Sun Belt Markets Dominate Top 10 ‘Markets to Watch’ in 2023, According to Emerging Trends Report

by John Nelson

WASHINGTON, D.C. — A variety of Sun Belt markets once again lead the “top markets to watch” in 2023 for overall real estate prospects, with Nashville ranking No. 1 for the second consecutive year in the annual Emerging Trends report issued by the Urban Land Institute (ULI) and PwC US.

Using proprietary data and insights from more than 2,000 real estate industry experts across 80 tracked markets in the United States and Canada, Emerging Trends pegged the Music City as a “supernova” market due to its evolution from an 18-hour city to a “24-hour metropolis.”

In the past couple years, Nashville has attracted Amazon and Oracle to build new office campuses, and two weeks ago the NFL’s Tennessee Titans and the Metropolitan Government of Nashville and Davidson County agreed to terms for a new $2.1 billion football stadium in the East Bank district that could attract events such as the Super Bowl and College Football Playoff.

Material provided:
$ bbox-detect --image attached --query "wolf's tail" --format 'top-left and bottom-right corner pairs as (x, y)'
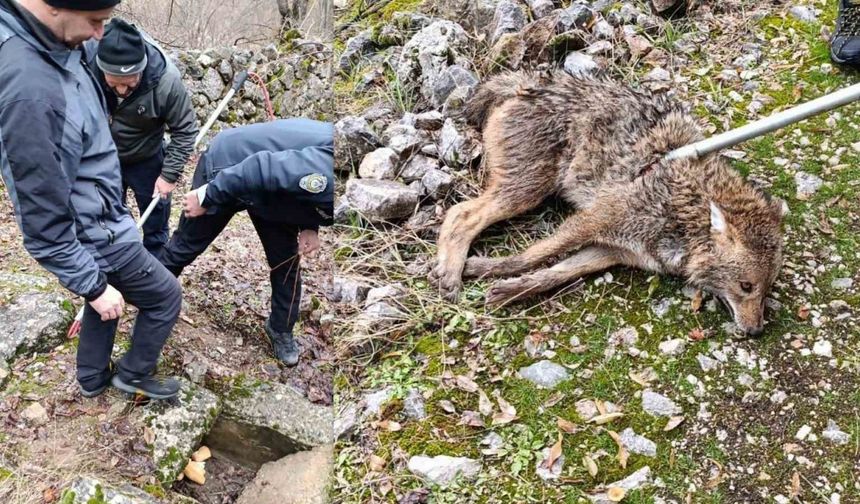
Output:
(461, 72), (540, 129)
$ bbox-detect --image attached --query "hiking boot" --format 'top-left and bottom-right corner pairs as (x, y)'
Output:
(111, 375), (179, 399)
(266, 319), (299, 366)
(78, 360), (116, 399)
(830, 0), (860, 66)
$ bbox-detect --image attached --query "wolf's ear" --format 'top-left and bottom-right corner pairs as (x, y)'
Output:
(711, 201), (729, 235)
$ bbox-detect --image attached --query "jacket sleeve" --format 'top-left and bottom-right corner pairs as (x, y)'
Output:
(156, 72), (198, 182)
(0, 100), (107, 301)
(205, 146), (334, 210)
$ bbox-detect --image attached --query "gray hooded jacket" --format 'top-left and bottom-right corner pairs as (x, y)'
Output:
(0, 0), (140, 300)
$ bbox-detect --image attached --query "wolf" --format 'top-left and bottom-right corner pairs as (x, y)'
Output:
(430, 71), (786, 336)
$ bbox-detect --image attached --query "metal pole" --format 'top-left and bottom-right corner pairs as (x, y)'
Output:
(665, 84), (860, 160)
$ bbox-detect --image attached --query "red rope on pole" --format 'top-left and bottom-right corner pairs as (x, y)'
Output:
(248, 72), (275, 121)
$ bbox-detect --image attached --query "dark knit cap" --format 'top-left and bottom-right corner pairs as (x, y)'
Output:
(96, 18), (147, 75)
(45, 0), (120, 10)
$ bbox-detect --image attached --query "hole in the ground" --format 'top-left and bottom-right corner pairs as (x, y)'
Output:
(174, 416), (310, 504)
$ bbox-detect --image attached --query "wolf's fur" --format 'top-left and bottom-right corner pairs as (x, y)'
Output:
(431, 72), (783, 334)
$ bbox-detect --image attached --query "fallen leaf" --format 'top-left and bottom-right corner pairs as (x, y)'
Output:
(183, 460), (206, 485)
(544, 432), (562, 469)
(460, 411), (484, 427)
(556, 417), (577, 434)
(191, 446), (212, 462)
(143, 427), (155, 445)
(589, 412), (624, 425)
(690, 289), (702, 313)
(478, 390), (493, 416)
(663, 416), (684, 432)
(606, 487), (627, 502)
(688, 327), (705, 341)
(369, 455), (385, 472)
(788, 471), (800, 499)
(455, 375), (478, 394)
(582, 455), (597, 478)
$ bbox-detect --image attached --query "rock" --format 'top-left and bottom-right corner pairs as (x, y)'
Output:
(788, 5), (818, 23)
(821, 420), (851, 445)
(400, 154), (439, 184)
(358, 147), (400, 180)
(696, 354), (720, 373)
(812, 340), (833, 358)
(438, 118), (478, 166)
(489, 33), (526, 70)
(642, 390), (683, 417)
(830, 278), (854, 290)
(421, 168), (454, 200)
(564, 52), (599, 77)
(659, 338), (687, 355)
(526, 0), (555, 19)
(556, 3), (595, 33)
(794, 171), (824, 200)
(144, 380), (221, 484)
(338, 30), (376, 73)
(236, 445), (334, 504)
(396, 20), (468, 105)
(346, 178), (419, 222)
(403, 389), (427, 420)
(519, 360), (570, 389)
(326, 276), (370, 304)
(535, 448), (564, 481)
(621, 427), (657, 457)
(431, 65), (478, 107)
(407, 455), (481, 486)
(207, 375), (335, 468)
(588, 466), (651, 504)
(21, 402), (50, 427)
(0, 284), (73, 362)
(60, 477), (159, 504)
(334, 116), (382, 172)
(490, 0), (526, 44)
(334, 403), (358, 440)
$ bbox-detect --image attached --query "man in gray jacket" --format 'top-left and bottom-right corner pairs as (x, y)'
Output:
(91, 18), (198, 256)
(0, 0), (182, 399)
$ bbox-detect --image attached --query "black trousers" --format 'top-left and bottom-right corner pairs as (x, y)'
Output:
(159, 208), (302, 332)
(122, 148), (170, 257)
(77, 243), (182, 389)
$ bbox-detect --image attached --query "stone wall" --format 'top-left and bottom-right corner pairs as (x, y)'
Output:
(169, 38), (334, 138)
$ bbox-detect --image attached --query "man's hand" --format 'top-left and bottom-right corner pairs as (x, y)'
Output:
(90, 285), (125, 322)
(152, 176), (176, 199)
(299, 229), (320, 255)
(182, 191), (206, 219)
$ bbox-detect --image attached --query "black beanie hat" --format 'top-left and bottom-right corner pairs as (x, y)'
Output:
(96, 18), (146, 75)
(45, 0), (120, 10)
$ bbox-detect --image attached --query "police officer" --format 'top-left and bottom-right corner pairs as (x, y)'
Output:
(94, 18), (198, 256)
(160, 119), (334, 366)
(0, 0), (182, 399)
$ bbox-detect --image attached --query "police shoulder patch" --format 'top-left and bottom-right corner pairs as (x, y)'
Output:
(299, 173), (328, 194)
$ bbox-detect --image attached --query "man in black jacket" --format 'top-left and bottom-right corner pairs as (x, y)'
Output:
(0, 0), (182, 399)
(93, 18), (198, 256)
(160, 119), (334, 366)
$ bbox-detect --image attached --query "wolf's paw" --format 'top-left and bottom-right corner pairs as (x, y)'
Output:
(429, 264), (463, 302)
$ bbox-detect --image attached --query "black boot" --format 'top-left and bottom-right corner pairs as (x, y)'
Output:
(111, 375), (179, 399)
(266, 319), (299, 366)
(830, 0), (860, 66)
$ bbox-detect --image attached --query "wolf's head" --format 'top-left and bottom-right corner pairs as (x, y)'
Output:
(690, 195), (785, 336)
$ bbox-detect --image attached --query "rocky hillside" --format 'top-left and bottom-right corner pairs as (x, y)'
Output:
(330, 0), (860, 503)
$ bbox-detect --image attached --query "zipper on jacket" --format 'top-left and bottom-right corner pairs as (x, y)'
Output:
(94, 184), (116, 245)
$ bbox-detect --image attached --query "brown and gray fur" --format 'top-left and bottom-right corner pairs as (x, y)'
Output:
(431, 72), (783, 335)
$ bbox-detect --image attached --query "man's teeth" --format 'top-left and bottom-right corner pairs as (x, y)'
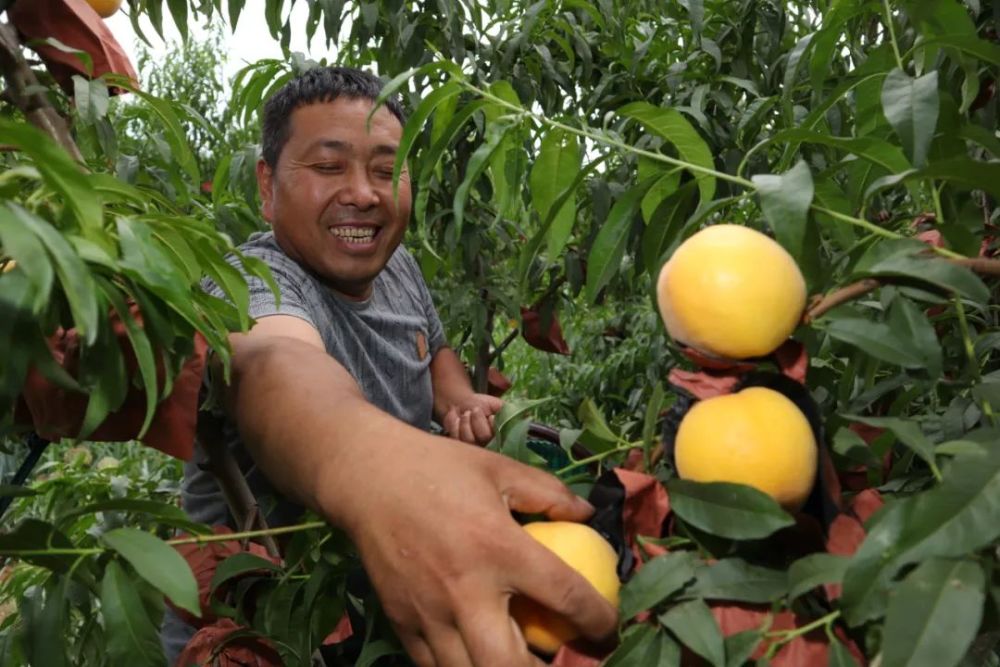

Aim of the exercise: In the Sun Belt markets article, which two companies has Nashville attracted to build new office campuses?

Result below: Amazon and Oracle